What is being asked -> Convert each line of the listing below into a JSON array of strings, one string per line, omitting blank lines and any pictures.

■ ■ ■ ■ ■ ■ ■

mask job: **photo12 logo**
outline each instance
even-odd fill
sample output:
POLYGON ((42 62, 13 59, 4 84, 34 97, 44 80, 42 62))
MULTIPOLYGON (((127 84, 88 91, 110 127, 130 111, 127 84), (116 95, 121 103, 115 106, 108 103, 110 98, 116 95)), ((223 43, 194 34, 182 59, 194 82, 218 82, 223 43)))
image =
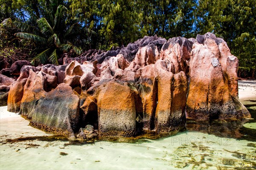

■ ■ ■ ■ ■ ■ ■

Response to the exercise ->
[
  "mask job: **photo12 logo**",
  "outline each instance",
  "even-odd fill",
  "sample output:",
  "POLYGON ((42 62, 13 59, 4 84, 34 97, 44 80, 42 62))",
  "MULTIPOLYGON (((127 84, 88 91, 110 127, 130 111, 127 84), (116 95, 121 103, 115 106, 108 103, 110 98, 116 95)), ((223 43, 194 34, 182 59, 194 82, 218 82, 223 43)))",
  "image ="
]